* _FRAGMENTO DE LA PÁGINA_
Lo acaba de poner de manifiesto, una vez más, un artículo de la revista Science sobre los orígenes de la reproducción sexual. La biología nos demuestra que durante más de 2,5 millones de años, los animales y plantas del planeta se reproducían asexualmente. No necesitaban un padre y una madre: su ADN se duplicaba de manera espontánea y producía ingentes cantidades de individuos idénticos. Pero algo ocurrió en medio de la evolución de la vida para que empezara a proliferar otra forma de procreación.
Según la hipótesis conocida como Reina Roja, el sexo surgió como defensa de los organismos vivos ante la amenaza de los parásitos. El nombre de la teoría procede del famosos episodio de Lewis Carrol en el que la Reina Roja le explica a Alicia cómo ha de correr todo lo velozmente que pueda para permanecer en el mismo sitio. En biología se sabe que los parásitos están constantemente desarrollando nuevas formas de atacar a sus potenciales huéspedes, de manera que éstos han de evolucionar todo lo deprisa que puedan para evitar ser invadidos.

* _EXTRACTOS DE DATOS_
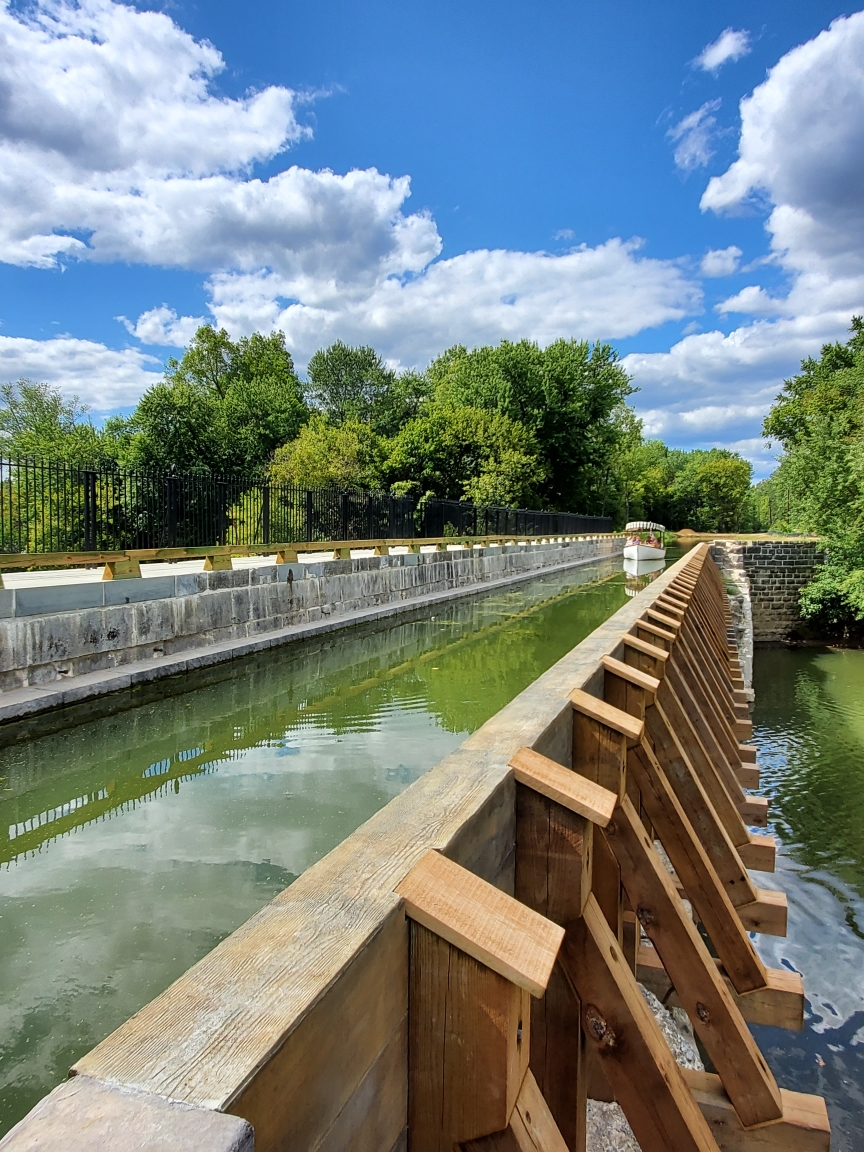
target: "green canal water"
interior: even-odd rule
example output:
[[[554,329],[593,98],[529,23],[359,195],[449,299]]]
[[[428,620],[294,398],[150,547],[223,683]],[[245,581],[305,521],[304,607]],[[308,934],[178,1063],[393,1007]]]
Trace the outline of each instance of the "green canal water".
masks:
[[[0,750],[0,1135],[621,607],[620,568],[237,662]]]
[[[674,559],[674,554],[670,555]],[[0,1135],[77,1056],[626,602],[607,562],[211,669],[0,750]],[[803,1032],[755,1028],[780,1083],[864,1152],[864,652],[757,651]]]
[[[757,650],[753,742],[789,897],[772,968],[804,976],[805,1030],[755,1028],[785,1087],[828,1101],[832,1152],[864,1152],[864,652]],[[758,873],[755,873],[758,877]]]

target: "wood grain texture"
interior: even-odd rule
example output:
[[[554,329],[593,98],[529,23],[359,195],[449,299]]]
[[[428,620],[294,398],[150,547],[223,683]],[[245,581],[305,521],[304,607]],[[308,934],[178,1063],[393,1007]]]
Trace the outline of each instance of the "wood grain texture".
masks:
[[[571,773],[573,775],[573,773]],[[558,924],[582,915],[591,887],[594,826],[533,789],[516,790],[516,899]],[[581,1006],[556,964],[531,1005],[531,1069],[573,1152],[584,1144]]]
[[[604,839],[621,865],[636,917],[654,945],[684,1009],[744,1126],[781,1115],[780,1090],[756,1040],[688,916],[630,801]]]
[[[393,889],[430,848],[472,869],[480,862],[477,870],[487,877],[508,874],[515,839],[515,783],[508,760],[525,745],[546,750],[544,741],[551,740],[558,746],[562,725],[569,740],[571,690],[599,690],[599,658],[620,654],[621,634],[636,628],[645,607],[688,562],[684,558],[662,573],[464,744],[77,1061],[76,1070],[230,1111],[259,1078],[267,1078],[276,1054],[290,1046],[303,1022],[331,999],[393,918],[401,920],[403,935],[387,937],[392,942],[386,948],[393,949],[403,976],[386,987],[385,975],[395,969],[381,964],[380,1002],[392,999],[393,1018],[401,1018],[408,955],[404,917]],[[497,829],[497,863],[486,850],[490,827]],[[367,1048],[362,1038],[343,1047],[329,1083],[338,1109],[353,1098],[376,1059],[373,1046]],[[329,1131],[334,1115],[321,1115],[302,1084],[288,1078],[280,1084],[281,1115],[291,1117],[293,1131],[309,1134],[304,1146],[313,1147]],[[256,1126],[259,1119],[255,1116]],[[258,1152],[283,1146],[276,1129],[274,1124],[275,1143],[258,1138]]]
[[[521,748],[509,764],[518,783],[533,788],[601,828],[609,823],[617,801],[615,793],[530,748]]]
[[[396,888],[406,914],[494,972],[541,996],[563,929],[429,851]]]
[[[690,1069],[683,1074],[722,1152],[828,1152],[831,1123],[820,1096],[781,1089],[782,1119],[745,1131],[718,1076]]]
[[[600,700],[596,696],[590,696],[588,692],[583,692],[582,689],[576,688],[570,692],[570,704],[573,704],[577,712],[590,717],[592,720],[597,720],[598,723],[604,725],[606,728],[612,728],[613,732],[620,733],[627,740],[634,742],[642,740],[643,725],[631,715],[628,715],[627,712],[606,704],[605,700]]]
[[[409,1146],[450,1152],[507,1127],[528,1070],[529,996],[422,924],[410,968]]]
[[[630,752],[631,774],[654,833],[672,862],[688,899],[740,992],[765,985],[765,965],[738,918],[719,876],[673,791],[666,773],[643,742]]]
[[[749,1024],[770,1024],[772,1028],[785,1028],[791,1032],[803,1031],[804,982],[798,972],[790,972],[786,968],[766,968],[765,987],[740,995],[720,961],[715,960],[714,963],[726,980],[738,1011]],[[683,1007],[653,947],[645,943],[639,946],[636,969],[636,978],[650,988],[658,1000],[669,1008]]]
[[[583,1028],[642,1152],[717,1152],[681,1069],[593,901],[567,933],[561,967]]]

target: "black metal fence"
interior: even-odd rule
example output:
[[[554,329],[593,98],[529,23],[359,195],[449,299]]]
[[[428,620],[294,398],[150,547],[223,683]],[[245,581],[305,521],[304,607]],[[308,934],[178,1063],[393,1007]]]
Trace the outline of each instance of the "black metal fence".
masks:
[[[601,516],[301,488],[260,478],[0,457],[0,552],[266,545],[419,536],[612,531]]]

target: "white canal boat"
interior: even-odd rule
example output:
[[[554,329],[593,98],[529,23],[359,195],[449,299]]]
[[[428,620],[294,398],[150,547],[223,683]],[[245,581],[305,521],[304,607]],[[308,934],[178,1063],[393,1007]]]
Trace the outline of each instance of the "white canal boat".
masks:
[[[664,539],[666,529],[662,524],[654,524],[651,520],[634,520],[624,525],[624,531],[627,532],[624,560],[666,559]]]

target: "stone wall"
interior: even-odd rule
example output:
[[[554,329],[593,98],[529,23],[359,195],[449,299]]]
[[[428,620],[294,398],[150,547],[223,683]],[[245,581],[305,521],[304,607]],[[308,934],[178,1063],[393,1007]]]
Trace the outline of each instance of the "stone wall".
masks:
[[[818,540],[714,540],[711,553],[727,577],[740,589],[742,632],[752,617],[756,644],[795,639],[801,613],[798,596],[819,563]],[[733,598],[734,601],[735,598]],[[743,601],[749,601],[745,604]],[[736,606],[733,602],[733,616]],[[741,639],[740,639],[741,643]]]
[[[177,669],[170,658],[192,650],[220,649],[223,659],[232,659],[233,645],[255,651],[271,646],[280,632],[280,643],[289,643],[296,626],[479,590],[621,548],[620,537],[596,537],[7,590],[0,597],[6,616],[0,619],[0,692],[142,662],[156,661],[156,670],[172,675]],[[263,643],[256,645],[256,638]],[[6,703],[0,697],[0,705]]]

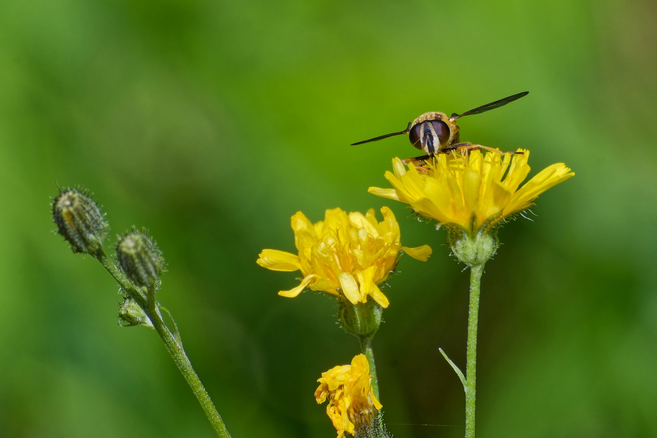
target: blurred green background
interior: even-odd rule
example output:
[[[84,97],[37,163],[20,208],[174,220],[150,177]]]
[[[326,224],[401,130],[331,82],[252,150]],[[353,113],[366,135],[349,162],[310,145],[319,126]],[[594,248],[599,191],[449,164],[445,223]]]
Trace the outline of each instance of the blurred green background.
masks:
[[[532,174],[577,172],[487,265],[478,436],[657,437],[656,20],[648,0],[0,3],[0,436],[213,436],[154,332],[117,327],[116,283],[51,232],[57,184],[157,239],[160,299],[236,438],[334,436],[315,380],[359,351],[258,252],[294,249],[298,210],[390,205],[434,253],[385,290],[389,429],[463,436],[438,347],[463,366],[468,274],[367,191],[407,140],[348,145],[528,90],[460,123],[531,149]]]

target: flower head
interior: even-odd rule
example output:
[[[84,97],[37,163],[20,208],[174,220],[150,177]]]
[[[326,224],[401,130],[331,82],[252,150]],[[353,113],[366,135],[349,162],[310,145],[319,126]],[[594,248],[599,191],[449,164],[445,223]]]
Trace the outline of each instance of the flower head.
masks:
[[[518,152],[524,153],[512,158],[480,151],[469,156],[440,154],[432,162],[418,168],[411,165],[408,170],[396,158],[394,173],[386,172],[394,188],[371,187],[369,191],[406,203],[424,218],[474,235],[533,205],[539,195],[575,174],[564,163],[556,163],[518,188],[530,172],[529,151]]]
[[[317,379],[315,391],[317,403],[328,399],[327,414],[338,431],[338,438],[344,433],[353,435],[354,428],[371,421],[382,407],[374,395],[370,383],[369,364],[363,354],[356,356],[351,365],[338,365]]]
[[[294,243],[298,255],[263,249],[258,264],[274,271],[304,274],[301,283],[279,295],[296,297],[306,287],[339,297],[352,304],[371,297],[382,307],[388,298],[377,285],[386,280],[399,262],[399,251],[426,261],[431,248],[402,247],[399,226],[388,207],[381,208],[383,221],[376,221],[374,208],[365,215],[348,214],[340,208],[327,210],[325,220],[313,224],[301,212],[292,216]]]

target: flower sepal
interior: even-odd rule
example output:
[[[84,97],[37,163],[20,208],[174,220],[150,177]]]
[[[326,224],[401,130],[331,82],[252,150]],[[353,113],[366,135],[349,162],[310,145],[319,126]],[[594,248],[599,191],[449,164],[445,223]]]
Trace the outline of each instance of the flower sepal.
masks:
[[[374,300],[352,304],[338,299],[340,325],[345,331],[359,337],[372,337],[381,325],[383,308]]]
[[[452,230],[447,241],[457,258],[470,267],[482,266],[493,258],[499,243],[495,230],[480,231],[474,235]]]

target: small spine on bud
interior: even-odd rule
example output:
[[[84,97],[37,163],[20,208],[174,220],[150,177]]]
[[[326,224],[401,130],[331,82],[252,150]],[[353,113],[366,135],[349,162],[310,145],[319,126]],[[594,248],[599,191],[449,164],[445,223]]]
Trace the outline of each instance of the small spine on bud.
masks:
[[[123,303],[119,304],[119,326],[122,327],[145,326],[153,328],[150,319],[137,302],[129,297],[125,297]]]
[[[146,233],[133,229],[120,237],[116,258],[124,272],[135,284],[156,287],[164,267],[164,260],[157,245]]]
[[[352,304],[348,300],[342,299],[339,306],[340,325],[354,336],[373,336],[381,325],[383,308],[374,300]]]
[[[57,232],[68,241],[74,253],[95,253],[110,232],[96,203],[76,189],[59,192],[53,201],[53,218]]]
[[[474,236],[452,232],[448,233],[447,241],[457,258],[470,267],[483,266],[493,258],[499,246],[495,231],[480,231]]]

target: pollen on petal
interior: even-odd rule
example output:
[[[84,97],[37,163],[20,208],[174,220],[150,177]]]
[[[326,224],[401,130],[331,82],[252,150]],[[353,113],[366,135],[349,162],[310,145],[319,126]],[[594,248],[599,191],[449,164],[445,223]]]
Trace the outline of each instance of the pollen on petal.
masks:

* _INSTRUCCIONES_
a) Enumera todos los nombres propios que aparecen en el texto sobre el origen de la reproducción sexual.
b) Prosigue el texto sobre el origen de la reproducción sexual a partir de su última oración.

* _RESULTADOS DEL EJERCICIO_
a) Science, Reina Roja, Lewis Carrol, Alicia

b)
En una población de clones idénticos, los parásitos tienen muchas ventajas. Basta con que descubran la llave de entrada a un organismo para colonizar inmediatamente el resto de individuos. Las especies clónicas son muy vulnerables, por lo tanto, a la contaminación parasitaria. Una estrategia para evitar tal amenaza sería recombinar los genes miles de veces para conseguir una variedad genética capaz de despistar al invasor. Y el único modo conocido de lograr este cóctel de ADN es mezclando por partes iguales la mitad del código genético de un padre y la otra mitad de una madre. Cuando los hijos repiten la operación y luego los nietos, durante miles de generaciones, el resultado es una segura y próspera diversidad.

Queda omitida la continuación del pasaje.